* _Objective_
Only the lines from the one containing "the shoulder pad" to the end of the entries should be written out, each exactly as it stands, both ends included.

..............................

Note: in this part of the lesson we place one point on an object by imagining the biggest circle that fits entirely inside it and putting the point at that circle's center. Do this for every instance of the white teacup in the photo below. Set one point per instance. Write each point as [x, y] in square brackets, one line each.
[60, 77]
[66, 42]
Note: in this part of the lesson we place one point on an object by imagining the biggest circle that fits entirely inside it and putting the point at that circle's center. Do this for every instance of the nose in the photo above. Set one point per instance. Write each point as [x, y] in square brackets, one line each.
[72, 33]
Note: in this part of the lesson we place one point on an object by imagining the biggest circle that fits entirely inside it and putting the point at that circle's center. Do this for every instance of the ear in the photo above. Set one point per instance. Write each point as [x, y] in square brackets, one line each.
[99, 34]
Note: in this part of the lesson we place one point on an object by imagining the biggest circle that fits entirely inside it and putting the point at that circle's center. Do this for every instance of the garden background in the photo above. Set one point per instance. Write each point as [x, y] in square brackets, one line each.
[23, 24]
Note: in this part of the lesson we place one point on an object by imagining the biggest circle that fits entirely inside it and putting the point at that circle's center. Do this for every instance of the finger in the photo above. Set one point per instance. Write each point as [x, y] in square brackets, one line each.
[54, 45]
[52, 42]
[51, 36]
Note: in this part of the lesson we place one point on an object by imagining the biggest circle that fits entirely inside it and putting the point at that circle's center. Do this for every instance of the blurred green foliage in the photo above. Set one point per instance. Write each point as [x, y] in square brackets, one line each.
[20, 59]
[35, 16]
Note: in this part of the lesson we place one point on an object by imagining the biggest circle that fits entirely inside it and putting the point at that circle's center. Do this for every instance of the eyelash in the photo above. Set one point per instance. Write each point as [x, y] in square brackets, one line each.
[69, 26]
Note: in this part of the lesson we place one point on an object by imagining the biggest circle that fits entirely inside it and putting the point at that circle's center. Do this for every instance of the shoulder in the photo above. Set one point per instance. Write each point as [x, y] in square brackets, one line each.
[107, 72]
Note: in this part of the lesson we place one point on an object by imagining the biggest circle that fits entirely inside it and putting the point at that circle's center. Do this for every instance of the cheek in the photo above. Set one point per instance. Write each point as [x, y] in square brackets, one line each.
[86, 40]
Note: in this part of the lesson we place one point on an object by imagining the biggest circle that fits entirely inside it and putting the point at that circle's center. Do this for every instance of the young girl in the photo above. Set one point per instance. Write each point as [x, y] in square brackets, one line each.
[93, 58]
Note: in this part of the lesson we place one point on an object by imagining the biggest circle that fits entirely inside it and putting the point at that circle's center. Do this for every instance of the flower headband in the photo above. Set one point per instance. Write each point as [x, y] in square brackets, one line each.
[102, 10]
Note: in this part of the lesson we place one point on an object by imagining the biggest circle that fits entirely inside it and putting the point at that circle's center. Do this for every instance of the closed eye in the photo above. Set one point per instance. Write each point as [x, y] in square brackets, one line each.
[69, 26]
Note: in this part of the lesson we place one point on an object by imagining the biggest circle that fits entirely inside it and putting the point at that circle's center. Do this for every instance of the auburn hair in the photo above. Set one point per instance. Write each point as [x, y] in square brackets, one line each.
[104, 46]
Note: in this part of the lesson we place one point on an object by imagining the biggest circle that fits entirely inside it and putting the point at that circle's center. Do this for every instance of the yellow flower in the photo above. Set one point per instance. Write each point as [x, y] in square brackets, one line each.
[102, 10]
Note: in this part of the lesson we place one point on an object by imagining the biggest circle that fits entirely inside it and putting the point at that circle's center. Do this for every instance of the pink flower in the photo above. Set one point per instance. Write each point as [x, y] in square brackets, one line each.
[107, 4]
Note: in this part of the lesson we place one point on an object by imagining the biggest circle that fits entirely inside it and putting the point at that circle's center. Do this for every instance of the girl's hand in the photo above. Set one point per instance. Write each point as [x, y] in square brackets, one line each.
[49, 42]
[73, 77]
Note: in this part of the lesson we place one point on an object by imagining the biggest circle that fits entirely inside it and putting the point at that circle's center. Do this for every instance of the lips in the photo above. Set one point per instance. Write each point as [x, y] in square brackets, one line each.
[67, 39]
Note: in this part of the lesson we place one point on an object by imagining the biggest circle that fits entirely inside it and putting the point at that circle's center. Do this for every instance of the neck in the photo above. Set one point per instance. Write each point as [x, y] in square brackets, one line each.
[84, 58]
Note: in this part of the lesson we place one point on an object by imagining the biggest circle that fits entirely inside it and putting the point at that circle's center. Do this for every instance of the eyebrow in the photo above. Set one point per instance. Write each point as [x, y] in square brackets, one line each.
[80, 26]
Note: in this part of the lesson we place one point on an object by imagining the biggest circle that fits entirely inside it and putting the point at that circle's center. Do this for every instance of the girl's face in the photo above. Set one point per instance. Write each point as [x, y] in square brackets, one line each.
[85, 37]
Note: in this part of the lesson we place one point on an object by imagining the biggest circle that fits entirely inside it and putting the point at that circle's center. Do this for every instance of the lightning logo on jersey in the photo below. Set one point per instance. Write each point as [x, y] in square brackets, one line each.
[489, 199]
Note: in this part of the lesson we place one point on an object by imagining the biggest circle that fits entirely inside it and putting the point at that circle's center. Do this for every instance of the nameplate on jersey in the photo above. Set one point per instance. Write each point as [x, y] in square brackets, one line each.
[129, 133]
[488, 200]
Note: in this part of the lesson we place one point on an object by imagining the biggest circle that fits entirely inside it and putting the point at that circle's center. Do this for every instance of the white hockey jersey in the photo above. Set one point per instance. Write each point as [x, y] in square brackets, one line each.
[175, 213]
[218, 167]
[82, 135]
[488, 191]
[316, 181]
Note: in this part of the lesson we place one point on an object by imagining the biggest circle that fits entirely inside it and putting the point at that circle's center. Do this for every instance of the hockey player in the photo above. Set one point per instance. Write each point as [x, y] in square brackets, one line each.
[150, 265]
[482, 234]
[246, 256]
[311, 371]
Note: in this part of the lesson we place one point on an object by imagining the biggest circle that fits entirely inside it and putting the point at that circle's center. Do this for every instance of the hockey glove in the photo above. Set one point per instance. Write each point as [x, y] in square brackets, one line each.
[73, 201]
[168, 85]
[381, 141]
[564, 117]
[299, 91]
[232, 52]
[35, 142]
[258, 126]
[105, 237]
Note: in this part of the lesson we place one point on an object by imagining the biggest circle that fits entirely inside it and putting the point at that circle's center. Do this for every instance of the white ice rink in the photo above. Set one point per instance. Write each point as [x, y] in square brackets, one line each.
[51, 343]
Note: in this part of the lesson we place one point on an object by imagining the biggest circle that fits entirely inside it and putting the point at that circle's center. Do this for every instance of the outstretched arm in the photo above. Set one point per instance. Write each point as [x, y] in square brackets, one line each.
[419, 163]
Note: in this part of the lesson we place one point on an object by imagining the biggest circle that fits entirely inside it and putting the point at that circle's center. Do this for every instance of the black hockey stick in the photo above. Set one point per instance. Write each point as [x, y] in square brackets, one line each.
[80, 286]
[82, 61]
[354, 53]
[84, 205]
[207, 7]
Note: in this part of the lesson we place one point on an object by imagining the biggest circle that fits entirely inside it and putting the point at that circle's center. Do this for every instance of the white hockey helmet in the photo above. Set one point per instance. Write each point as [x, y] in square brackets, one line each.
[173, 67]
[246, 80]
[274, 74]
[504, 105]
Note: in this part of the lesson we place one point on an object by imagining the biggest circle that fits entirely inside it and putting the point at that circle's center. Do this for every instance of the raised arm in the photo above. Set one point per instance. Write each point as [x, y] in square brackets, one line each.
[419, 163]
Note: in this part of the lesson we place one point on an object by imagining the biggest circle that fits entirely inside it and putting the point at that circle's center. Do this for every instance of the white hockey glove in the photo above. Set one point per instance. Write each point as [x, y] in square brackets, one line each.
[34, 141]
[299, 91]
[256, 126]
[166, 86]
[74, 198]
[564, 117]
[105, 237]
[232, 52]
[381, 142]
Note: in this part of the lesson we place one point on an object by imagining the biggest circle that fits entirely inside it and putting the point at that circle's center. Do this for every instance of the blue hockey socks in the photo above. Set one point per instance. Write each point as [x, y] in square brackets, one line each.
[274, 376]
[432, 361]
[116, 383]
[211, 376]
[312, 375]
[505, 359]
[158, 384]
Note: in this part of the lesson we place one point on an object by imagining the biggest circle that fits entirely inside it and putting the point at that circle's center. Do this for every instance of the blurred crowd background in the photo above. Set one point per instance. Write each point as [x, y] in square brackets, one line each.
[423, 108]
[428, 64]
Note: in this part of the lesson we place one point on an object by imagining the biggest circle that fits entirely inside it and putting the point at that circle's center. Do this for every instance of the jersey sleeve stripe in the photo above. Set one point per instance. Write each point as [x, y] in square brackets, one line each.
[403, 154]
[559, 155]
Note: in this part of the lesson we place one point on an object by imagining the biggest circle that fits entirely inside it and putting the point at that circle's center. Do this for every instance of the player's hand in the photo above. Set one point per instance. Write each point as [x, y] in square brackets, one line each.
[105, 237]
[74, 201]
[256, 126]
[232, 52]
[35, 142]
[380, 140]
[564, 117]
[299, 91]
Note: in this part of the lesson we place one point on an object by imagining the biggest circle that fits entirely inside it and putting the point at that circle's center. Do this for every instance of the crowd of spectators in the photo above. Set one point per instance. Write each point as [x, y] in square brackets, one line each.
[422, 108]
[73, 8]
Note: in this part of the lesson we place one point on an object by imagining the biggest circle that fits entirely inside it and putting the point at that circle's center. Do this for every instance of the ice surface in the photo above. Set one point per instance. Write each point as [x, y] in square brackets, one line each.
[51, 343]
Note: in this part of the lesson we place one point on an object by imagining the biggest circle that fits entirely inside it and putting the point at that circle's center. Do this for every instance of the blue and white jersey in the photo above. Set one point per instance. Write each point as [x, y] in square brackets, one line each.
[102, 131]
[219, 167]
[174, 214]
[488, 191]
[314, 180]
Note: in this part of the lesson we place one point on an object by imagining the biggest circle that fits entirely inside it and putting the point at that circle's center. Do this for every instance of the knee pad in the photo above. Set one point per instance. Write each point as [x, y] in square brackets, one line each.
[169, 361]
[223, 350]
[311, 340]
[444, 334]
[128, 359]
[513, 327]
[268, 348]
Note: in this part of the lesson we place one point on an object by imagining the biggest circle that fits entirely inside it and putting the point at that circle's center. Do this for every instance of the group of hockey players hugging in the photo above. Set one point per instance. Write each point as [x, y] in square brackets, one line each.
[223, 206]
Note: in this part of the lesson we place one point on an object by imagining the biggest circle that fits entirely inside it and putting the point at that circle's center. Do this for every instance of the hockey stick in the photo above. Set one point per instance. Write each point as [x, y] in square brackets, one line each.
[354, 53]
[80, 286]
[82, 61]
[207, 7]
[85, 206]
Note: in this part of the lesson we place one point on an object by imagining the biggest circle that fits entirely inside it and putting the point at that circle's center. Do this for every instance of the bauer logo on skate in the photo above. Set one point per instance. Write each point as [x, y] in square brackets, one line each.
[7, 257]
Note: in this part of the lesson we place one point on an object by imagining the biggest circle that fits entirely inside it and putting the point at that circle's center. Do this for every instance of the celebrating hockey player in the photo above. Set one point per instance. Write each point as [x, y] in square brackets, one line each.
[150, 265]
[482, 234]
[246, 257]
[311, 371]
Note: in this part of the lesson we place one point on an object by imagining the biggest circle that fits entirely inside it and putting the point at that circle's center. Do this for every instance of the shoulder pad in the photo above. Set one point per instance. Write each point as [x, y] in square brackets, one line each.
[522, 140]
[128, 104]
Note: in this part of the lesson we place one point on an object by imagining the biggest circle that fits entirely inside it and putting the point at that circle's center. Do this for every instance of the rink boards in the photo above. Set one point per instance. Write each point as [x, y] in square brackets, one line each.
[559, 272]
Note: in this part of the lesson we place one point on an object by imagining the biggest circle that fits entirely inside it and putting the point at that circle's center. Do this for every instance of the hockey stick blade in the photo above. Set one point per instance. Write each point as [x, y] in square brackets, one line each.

..............................

* _Solution for this problem_
Note: in this part of the lesson we place one point on an object by imagining the biggest circle that fits entirely inside it and putting the point at that circle's center. Do this for every instance of the shoulder pad in the photo above. Set one point per instance. Write each point as [x, y] in square brackets, one line each.
[522, 140]
[128, 104]
Note: in this part of the lesson we place one point on an object by imagining the biggest circle that fits entirely inside it and putting the point at that circle's center. Do this for every instance of the rink boards in the photo above. Set one point per instance. Write each point as [x, y] in square brackets, one line each.
[559, 272]
Note: in this part of the lesson we place one point on an object by imagining the biggest circle that fits entirely inside it and putting the point at that circle's center. Do this for every instance of the hockey stick blade in the photo above. Set one point per instance. Write each point as [x, y] in square brackets, one line each.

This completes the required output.